• **Short problem**: Pick out and copy every line in the entries below that contains the string "hand". Case counts: a line matches only if its letters agree in case.

___ Exercise inputs ___

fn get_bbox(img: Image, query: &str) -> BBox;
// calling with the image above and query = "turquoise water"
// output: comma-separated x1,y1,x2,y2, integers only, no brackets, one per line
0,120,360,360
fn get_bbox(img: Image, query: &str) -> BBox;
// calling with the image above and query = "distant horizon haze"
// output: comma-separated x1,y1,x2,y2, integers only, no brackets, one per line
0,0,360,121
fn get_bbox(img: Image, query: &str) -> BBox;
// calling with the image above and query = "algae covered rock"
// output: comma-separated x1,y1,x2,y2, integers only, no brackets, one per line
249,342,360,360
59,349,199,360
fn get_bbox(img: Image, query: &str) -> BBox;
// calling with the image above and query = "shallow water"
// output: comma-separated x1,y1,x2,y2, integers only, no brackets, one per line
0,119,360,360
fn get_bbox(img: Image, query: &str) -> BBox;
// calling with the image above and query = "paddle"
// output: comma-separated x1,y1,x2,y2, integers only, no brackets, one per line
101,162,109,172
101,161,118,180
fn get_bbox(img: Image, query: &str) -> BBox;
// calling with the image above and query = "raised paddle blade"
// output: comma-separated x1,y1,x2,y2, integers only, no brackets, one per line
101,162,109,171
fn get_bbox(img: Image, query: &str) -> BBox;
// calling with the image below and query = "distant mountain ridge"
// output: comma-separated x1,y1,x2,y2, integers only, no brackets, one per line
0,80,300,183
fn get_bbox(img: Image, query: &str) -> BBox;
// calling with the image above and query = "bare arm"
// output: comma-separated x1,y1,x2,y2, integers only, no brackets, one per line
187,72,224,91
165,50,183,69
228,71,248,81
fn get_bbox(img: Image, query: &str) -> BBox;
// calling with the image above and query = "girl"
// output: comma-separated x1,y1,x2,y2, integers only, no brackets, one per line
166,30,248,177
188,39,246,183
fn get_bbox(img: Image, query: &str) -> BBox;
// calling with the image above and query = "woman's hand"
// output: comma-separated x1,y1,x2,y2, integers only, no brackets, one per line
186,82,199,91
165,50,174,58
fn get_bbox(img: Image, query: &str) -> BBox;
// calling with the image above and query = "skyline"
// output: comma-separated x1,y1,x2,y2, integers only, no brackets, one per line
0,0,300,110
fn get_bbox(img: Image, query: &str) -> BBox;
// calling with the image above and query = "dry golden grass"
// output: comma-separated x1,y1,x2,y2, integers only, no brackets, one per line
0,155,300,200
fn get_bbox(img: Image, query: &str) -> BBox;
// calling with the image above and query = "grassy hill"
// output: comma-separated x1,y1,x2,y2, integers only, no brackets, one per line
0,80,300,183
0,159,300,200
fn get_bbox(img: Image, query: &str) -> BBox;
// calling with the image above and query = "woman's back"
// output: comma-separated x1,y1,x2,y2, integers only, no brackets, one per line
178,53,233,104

___
___ Exercise inputs ___

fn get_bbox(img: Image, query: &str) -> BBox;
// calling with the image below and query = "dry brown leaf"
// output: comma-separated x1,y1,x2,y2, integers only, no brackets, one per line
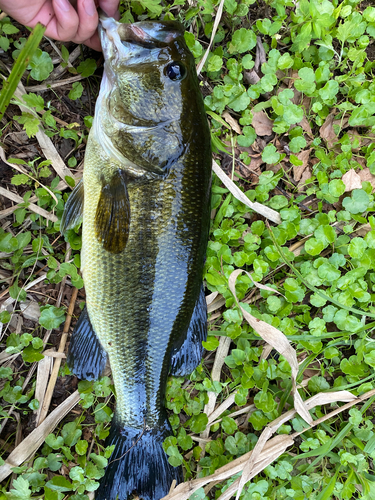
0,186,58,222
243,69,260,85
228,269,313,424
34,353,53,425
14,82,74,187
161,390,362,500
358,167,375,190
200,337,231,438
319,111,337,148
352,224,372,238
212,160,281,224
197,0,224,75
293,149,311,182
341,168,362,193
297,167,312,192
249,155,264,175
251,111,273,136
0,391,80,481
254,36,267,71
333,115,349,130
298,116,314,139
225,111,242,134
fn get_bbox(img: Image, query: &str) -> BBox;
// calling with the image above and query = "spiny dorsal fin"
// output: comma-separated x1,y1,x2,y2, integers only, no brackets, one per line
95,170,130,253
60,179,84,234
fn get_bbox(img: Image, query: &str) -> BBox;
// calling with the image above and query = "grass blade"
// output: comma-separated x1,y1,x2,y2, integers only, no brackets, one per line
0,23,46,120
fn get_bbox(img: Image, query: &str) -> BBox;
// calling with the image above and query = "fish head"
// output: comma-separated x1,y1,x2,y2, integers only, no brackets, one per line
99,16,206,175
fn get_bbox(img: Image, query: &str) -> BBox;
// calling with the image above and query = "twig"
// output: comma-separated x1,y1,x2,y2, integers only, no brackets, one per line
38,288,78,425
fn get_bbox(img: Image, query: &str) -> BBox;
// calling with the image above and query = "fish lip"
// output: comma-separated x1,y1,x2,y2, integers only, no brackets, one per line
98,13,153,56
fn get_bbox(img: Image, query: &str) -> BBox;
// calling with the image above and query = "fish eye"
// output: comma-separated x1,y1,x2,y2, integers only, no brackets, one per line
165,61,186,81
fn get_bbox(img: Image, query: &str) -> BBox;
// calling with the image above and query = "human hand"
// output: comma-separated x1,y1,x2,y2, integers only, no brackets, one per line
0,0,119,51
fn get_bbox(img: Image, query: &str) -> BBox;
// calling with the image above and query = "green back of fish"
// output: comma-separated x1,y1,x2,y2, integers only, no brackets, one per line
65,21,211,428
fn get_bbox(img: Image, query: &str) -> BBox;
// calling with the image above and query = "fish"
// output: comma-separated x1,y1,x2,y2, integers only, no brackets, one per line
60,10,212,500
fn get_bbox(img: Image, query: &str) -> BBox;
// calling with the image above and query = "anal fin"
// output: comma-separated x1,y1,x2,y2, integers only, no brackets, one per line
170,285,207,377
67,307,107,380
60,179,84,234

___

• **Answer to the problem**:
// calling with the image above and query = "woman's hand"
// calling with the image above and query = "human hand"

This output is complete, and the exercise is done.